• **Work request**: From the data below, return the exact lines starting at the line containing "Description: cliff face" and ending at the line containing "Description: sparse vegetation", both included, and nothing else.
··· Study material
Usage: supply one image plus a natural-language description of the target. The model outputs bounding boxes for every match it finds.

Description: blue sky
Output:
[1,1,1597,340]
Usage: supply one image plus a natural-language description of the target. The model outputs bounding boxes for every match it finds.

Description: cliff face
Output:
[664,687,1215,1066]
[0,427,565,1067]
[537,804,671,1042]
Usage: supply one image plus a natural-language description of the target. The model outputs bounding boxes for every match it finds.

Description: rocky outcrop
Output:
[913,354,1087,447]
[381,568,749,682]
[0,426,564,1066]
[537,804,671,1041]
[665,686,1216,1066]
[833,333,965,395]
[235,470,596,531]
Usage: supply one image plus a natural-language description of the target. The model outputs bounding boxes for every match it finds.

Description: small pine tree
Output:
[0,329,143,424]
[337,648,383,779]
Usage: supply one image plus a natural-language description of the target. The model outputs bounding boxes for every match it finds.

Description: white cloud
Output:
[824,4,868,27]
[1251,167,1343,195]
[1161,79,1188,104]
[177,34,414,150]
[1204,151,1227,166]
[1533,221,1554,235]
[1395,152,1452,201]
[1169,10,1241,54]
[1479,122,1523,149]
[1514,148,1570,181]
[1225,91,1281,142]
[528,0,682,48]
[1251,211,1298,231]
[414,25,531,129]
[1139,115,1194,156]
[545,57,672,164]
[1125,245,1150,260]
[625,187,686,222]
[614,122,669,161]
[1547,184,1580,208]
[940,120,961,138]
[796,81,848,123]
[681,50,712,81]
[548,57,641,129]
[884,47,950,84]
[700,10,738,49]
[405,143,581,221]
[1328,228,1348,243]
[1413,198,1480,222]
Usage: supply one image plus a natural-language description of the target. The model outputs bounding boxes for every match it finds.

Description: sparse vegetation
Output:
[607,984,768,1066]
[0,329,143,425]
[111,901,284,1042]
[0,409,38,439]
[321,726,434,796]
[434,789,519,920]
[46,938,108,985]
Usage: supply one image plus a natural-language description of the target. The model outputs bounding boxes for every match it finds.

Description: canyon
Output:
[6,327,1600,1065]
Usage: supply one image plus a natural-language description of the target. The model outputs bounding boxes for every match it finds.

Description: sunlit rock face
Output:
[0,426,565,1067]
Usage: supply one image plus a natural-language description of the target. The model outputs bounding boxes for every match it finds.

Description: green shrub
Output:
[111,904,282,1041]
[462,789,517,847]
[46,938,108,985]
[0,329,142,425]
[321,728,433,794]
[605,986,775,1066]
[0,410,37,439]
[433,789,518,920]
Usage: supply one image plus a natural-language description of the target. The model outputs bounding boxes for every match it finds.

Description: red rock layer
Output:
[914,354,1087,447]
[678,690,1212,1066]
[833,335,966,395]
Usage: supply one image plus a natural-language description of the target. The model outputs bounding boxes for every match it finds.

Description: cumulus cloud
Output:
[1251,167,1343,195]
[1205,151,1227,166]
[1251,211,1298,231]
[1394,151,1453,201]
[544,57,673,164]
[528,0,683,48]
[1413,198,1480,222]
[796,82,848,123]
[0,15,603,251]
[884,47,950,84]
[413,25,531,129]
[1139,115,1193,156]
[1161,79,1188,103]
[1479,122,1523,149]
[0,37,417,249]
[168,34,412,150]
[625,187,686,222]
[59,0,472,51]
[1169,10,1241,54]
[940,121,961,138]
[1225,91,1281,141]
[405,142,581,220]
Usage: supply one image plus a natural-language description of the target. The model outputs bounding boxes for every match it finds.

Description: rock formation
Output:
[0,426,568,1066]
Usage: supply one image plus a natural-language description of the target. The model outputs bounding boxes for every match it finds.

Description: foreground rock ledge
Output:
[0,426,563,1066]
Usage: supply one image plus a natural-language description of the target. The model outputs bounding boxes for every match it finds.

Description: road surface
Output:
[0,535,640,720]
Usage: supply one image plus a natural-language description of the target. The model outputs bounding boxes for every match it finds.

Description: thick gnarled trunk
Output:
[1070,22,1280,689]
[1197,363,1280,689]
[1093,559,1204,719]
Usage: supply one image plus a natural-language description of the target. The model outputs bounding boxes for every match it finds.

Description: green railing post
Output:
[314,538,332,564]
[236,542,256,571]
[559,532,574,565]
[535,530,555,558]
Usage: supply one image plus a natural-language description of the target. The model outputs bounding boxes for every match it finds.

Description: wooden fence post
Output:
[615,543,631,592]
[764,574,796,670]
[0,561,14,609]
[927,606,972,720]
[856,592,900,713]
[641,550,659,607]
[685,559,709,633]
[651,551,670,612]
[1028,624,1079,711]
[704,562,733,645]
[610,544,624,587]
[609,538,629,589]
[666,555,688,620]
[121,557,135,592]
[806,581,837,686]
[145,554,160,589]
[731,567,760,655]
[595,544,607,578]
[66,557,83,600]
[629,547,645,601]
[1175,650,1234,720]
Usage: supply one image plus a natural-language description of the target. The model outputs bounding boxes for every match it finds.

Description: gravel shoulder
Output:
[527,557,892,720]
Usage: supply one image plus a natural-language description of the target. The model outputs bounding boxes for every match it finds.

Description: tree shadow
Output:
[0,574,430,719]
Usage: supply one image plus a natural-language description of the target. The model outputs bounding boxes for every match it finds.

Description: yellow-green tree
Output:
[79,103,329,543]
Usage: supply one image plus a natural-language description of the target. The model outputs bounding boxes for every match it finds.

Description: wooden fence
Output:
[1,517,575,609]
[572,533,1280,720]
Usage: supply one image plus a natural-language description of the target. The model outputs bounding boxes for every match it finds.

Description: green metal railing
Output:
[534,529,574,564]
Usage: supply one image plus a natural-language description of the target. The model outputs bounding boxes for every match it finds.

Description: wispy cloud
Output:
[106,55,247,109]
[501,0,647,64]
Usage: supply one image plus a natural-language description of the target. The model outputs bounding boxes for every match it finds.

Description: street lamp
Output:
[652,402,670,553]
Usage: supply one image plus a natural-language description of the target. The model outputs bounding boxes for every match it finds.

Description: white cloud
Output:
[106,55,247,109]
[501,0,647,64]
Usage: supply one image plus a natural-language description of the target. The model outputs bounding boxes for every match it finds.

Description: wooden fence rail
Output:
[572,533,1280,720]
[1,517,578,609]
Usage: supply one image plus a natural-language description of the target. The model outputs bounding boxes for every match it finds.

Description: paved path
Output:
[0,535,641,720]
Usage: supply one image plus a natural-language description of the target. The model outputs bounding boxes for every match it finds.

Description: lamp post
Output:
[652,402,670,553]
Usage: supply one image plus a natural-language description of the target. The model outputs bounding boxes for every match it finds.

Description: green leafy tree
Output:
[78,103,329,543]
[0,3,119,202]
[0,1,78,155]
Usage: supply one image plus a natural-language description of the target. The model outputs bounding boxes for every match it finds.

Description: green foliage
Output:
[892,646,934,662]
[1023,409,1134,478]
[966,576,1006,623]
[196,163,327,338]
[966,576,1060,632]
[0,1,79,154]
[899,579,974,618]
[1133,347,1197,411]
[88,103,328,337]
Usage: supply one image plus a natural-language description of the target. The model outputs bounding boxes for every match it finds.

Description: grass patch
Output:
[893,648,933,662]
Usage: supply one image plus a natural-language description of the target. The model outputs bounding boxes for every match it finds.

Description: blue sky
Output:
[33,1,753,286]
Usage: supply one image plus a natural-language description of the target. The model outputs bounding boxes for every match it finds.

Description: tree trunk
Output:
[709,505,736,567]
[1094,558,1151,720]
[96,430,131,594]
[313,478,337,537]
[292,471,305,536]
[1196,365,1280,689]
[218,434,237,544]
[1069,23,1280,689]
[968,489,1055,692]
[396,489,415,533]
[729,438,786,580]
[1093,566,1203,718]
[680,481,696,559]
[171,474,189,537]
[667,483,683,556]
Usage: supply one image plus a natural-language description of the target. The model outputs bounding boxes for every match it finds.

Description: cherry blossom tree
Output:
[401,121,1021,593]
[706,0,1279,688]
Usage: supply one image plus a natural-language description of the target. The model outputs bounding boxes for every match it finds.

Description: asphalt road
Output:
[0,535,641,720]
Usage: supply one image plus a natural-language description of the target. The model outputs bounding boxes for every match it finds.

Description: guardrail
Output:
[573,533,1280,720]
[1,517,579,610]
······
• **Answer box**:
Description: cliff face
Output:
[664,687,1215,1066]
[0,427,565,1067]
[537,804,671,1042]
Usage: supply one image plus a natural-language description of the target. The model outputs bounding boxes for every match it finds.

Description: rocky outcrop
Output:
[913,354,1087,447]
[381,568,749,682]
[0,426,564,1066]
[537,804,671,1041]
[665,686,1216,1066]
[833,333,965,395]
[235,470,596,531]
Usage: supply one image plus a natural-language description of the target. The model outputs bounding boxes for every match it finds.

Description: small pine tree
Output:
[0,329,143,424]
[337,648,383,779]
Usage: supply one image plus a natural-language description of the target. The model outputs bounding boxes for every match it finds.

Description: white cloud
Output:
[824,4,868,27]
[1251,167,1343,195]
[1161,79,1188,104]
[177,34,414,150]
[1204,151,1227,166]
[1533,221,1554,235]
[1395,152,1452,201]
[1169,10,1241,54]
[1479,122,1523,149]
[1514,148,1570,181]
[1225,91,1281,142]
[528,0,682,48]
[1251,211,1298,231]
[414,25,531,129]
[1139,115,1194,156]
[545,57,672,164]
[1125,245,1150,260]
[625,187,686,222]
[614,122,669,161]
[1547,184,1580,208]
[940,120,961,138]
[796,81,848,123]
[681,50,712,81]
[548,57,641,129]
[884,47,950,84]
[700,10,738,49]
[405,143,581,221]
[1328,228,1348,243]
[1413,198,1480,222]
Usage: supply one image plus a natural-language description of the target. The model outputs bounding boxes for every match it finds.

Description: sparse vegetation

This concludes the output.